[Start of section]

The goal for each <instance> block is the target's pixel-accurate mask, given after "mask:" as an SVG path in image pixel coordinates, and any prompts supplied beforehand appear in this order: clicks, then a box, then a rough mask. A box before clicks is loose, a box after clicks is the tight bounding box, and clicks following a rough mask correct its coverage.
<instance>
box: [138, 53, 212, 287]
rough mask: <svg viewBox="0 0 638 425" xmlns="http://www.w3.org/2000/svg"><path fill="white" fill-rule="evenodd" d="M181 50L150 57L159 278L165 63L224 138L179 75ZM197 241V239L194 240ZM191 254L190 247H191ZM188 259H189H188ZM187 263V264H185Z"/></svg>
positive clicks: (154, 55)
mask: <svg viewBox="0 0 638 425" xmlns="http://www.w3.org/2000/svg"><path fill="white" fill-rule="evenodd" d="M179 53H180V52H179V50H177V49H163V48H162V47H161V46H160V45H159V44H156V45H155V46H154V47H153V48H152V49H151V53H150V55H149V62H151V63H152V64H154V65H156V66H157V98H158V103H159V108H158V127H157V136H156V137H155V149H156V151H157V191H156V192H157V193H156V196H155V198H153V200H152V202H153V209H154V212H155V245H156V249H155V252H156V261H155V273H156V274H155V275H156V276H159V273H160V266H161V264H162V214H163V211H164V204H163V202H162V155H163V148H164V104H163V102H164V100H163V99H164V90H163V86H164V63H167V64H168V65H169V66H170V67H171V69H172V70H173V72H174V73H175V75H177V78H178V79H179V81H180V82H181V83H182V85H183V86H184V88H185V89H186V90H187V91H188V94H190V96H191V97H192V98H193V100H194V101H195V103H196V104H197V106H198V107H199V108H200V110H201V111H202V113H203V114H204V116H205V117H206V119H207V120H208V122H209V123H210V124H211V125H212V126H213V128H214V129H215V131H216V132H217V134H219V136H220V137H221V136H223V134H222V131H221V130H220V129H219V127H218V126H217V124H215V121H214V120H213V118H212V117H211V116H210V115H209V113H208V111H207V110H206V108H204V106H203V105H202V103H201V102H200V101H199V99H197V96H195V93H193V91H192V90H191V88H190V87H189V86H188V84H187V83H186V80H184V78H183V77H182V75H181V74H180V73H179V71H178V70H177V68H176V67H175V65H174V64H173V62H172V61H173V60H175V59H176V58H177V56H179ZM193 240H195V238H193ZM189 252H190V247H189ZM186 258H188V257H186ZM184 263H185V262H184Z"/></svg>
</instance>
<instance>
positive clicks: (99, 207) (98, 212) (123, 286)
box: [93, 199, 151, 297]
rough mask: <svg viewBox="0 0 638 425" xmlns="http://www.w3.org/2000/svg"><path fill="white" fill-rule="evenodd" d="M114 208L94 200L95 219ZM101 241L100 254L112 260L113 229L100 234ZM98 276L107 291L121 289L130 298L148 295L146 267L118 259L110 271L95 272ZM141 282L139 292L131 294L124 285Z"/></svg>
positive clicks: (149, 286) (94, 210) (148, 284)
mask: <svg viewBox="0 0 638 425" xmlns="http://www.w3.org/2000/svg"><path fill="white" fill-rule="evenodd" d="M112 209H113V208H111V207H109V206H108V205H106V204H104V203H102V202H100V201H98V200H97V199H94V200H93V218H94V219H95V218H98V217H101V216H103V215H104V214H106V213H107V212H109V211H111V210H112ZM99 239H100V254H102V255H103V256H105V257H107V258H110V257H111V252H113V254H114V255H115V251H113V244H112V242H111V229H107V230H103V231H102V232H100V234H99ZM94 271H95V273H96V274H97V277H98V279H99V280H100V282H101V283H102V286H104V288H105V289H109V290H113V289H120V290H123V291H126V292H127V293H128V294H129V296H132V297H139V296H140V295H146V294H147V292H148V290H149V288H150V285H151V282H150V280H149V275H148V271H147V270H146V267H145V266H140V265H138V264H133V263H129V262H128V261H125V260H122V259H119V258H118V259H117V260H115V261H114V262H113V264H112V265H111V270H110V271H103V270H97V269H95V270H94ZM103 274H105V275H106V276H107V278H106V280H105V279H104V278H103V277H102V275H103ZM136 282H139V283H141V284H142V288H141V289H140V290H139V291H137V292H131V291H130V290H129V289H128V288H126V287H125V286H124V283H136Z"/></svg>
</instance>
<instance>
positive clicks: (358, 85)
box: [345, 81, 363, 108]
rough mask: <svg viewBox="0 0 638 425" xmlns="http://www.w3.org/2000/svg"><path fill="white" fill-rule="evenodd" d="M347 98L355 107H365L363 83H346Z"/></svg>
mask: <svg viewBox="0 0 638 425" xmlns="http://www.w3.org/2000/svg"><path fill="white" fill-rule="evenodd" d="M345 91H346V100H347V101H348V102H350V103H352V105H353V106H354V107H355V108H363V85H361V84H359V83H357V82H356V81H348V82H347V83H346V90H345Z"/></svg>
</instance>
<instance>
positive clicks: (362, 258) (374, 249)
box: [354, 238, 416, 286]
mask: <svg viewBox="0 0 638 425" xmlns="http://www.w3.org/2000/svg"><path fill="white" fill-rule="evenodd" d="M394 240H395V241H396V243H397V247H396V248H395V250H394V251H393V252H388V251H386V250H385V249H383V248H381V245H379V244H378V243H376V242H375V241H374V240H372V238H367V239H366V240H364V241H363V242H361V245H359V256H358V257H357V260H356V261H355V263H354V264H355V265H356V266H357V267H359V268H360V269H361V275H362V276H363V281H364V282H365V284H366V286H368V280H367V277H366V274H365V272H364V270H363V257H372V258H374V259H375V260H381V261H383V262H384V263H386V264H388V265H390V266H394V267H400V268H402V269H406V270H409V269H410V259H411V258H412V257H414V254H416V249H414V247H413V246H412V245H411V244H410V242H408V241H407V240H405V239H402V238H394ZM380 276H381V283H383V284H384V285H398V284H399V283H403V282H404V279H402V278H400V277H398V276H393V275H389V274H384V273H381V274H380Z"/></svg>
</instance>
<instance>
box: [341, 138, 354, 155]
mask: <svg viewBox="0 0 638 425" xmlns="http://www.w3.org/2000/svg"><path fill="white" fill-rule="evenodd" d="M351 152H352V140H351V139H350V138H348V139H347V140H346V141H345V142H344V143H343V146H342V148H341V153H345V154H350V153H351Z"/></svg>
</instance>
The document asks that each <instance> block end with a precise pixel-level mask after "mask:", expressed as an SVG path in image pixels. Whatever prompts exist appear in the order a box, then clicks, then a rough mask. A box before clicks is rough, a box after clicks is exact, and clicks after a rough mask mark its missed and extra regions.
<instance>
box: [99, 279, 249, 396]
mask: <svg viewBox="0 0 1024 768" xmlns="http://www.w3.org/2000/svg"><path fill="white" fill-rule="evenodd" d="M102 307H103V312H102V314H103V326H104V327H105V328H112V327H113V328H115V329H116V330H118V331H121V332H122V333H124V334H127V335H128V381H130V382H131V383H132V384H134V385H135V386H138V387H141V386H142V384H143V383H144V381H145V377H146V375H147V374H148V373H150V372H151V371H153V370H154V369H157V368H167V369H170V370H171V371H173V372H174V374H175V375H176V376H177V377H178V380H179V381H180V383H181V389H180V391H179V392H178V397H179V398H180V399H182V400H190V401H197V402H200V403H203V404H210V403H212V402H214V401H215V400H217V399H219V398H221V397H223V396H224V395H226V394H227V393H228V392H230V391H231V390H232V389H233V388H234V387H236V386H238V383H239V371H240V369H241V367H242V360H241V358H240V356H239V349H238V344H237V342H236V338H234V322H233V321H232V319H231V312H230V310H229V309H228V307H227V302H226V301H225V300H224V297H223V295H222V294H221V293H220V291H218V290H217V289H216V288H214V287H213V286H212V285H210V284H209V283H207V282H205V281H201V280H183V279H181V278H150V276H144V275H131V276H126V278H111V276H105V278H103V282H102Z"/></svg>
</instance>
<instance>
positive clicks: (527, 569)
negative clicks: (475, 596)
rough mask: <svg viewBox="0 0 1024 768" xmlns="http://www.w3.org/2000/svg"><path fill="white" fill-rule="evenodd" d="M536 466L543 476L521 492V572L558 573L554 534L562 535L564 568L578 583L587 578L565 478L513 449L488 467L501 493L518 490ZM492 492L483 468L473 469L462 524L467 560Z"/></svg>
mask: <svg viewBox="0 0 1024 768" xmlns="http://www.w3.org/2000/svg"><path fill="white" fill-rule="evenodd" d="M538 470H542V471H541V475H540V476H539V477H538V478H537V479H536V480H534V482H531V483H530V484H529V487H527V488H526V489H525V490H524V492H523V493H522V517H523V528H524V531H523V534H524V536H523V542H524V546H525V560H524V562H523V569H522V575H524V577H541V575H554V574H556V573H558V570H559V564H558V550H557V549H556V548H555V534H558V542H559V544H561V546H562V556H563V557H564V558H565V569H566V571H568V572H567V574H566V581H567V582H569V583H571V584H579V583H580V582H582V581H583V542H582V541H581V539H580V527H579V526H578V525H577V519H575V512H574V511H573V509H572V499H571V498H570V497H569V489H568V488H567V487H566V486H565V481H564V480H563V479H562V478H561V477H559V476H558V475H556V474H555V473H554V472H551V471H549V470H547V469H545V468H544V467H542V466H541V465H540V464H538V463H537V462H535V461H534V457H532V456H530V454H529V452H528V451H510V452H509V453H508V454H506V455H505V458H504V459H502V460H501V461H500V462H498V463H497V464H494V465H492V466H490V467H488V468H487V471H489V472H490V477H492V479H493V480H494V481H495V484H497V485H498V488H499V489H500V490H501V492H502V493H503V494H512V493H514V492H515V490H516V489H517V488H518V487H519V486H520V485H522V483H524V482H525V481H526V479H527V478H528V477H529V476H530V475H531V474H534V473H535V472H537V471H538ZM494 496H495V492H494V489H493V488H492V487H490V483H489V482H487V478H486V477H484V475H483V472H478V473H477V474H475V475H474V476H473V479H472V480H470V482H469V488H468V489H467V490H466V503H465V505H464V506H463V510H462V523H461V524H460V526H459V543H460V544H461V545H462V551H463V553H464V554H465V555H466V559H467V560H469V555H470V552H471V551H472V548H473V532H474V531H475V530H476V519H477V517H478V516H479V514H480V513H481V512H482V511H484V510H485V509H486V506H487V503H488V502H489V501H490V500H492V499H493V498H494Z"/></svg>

[End of section]

PROBLEM DESCRIPTION
Go through the listing above. Show each line where the word "after" is found.

RESPONSE TO THIS TASK
The goal for each <instance> block is the target's pixel-accurate mask, given after "mask:" as an SVG path in image pixel coordinates, and any prompts supplied beforehand appear in this order: clicks, then a box, then a rough mask. A box before clicks is loose, a box after clicks is the tight bounding box, and clicks following a rough mask correct its coverage.
The document asks that each <instance> block end with a precise pixel-level mask after "mask:", expressed as an SVG path in image pixels. Whatever prompts exist appear in the order a box, then clicks, then a rough mask. A box before clicks is rough, a box after clicks is exact, and clicks after a rough mask mark its missed and extra regions.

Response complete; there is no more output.